▶ [TASKS]:
A. In the KaliGPT review, rewrite the passage starting with "With that out" and going on through "couple of errors.", swapping "Virtualbox" for "VMware".
B. In the KaliGPT review, what status code came back for every request before the RAM was increased?

[SOURCE PASSAGE — start]

One particularly hot topic around the security community recently is the use of LLMs and various other AI tools in cybersecurity – by red teams, penetration testers, blue teams, cyber criminals, and anyone and everyone interested in surreptitious access to computer systems. While looking at some of the more popular AI tools designed for cybersecurity engagements, I stumbled onto one I hadn’t encountered yet, Yashab Alam’s KaliGPT. Intrigued by the premise of a Kali-tailored AI assistant, I decided to download it onto a virtual machine running Kali and give it a go.
With that out of the way, I started with a quick setup of a standard Kali image on Virtualbox. The installation of KaliGPT is pretty easy from the repository, with a simple script from the repo getting you quickly up and running. Only one small hiccup along the way – I forgot to create and initialize a virtual environment for python before I started and so it threw a couple of errors.

Unfortunately this is where some problems start – I ran into a repeat Python issue that prevented anything but the CLI interface from launching properly, and an immediate roadblock where any request was met with a 500 status code. Doing some quick googling, this was probably an issue with inadequate RAM for running the model – something that could probably do with being added to the repository, but in general one should provision VMs that are going to be running LLMs with a decent amount of RAM. Increasing to the recommended amount of RAM for llama2 (I do not have API keys for the more advanced models, and wanted to try this bone-stock), I gave it another go.

Unfortunately, even after getting it to work in the command line form, I still ran into issues – namely that any actual question I posed to the tool resulted in an HTTP timeout (as shown above). There is some tuning that could be done here – this is a VM running without a dedicated GPU, so maybe it just needs an adjustment in the timeout setting (or a GPU), so I can’t entirely pin this one on KaliGPT. I decided to give it a fair shake and ask it for some SQLI and XSS payloads, given that that is another suggested command in the documentation. Note that I attempted the suggested question from the help document (“what is sql injection”) again, receiving the same timeout error.

Here, I did get it to successfully generate some basic payloads, and it does provide a few. While these are valid SQLI and XSS payloads, they aren’t anything beyond what a cursory Google search will provide you – pretty basic for the effort of installing the model.
Here is where I think this runs into a bit of a problem – I, as someone who has only done cursory dabbling with ollama, can follow the installation instructions and get the tool set up on Kali but immediately run into issues that require further troubleshooting before I can get much use out of it. For the moment, I’ll leave it here – there’s some Python debugging I need to do with this to figure out exactly why it’s throwing the error that it is, as well as some possibility with the addition of API keys for better models instead of just running off the local model, but for a first pass it feels more like a novelty than a useful penetration testing tool.

[SOURCE PASSAGE — finish]
[DATASET EXCERPTS — start]

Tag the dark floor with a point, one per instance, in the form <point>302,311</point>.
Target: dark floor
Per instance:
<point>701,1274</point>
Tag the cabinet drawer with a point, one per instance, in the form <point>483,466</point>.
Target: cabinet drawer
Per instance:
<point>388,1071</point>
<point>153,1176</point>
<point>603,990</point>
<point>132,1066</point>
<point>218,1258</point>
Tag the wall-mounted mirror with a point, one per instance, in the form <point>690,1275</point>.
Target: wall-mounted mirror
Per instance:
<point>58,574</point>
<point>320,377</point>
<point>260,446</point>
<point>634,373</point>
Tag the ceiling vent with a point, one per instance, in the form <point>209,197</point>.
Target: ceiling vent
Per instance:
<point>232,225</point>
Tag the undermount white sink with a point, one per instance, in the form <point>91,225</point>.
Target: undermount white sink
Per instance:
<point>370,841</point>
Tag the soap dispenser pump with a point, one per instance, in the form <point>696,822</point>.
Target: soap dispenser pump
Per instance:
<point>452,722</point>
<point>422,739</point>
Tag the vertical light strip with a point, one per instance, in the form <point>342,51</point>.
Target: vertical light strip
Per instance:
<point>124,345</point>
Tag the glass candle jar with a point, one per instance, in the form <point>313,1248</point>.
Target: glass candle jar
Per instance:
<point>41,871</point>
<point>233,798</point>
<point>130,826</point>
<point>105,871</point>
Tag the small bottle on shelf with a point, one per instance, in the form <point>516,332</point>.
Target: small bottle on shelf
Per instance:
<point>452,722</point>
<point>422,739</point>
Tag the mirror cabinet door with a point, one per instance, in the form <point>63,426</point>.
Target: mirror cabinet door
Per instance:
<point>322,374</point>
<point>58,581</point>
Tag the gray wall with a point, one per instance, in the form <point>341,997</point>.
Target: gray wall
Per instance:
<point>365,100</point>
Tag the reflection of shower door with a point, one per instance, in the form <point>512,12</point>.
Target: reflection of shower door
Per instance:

[DATASET EXCERPTS — finish]

▶ [EXERCISE RESPONSES]:
A.
With that out of the way, I started with a quick setup of a standard Kali image on VMware. The installation of KaliGPT is pretty easy from the repository, with a simple script from the repo getting you quickly up and running. Only one small hiccup along the way – I forgot to create and initialize a virtual environment for python before I started and so it threw a couple of errors.

B. A 500 status code.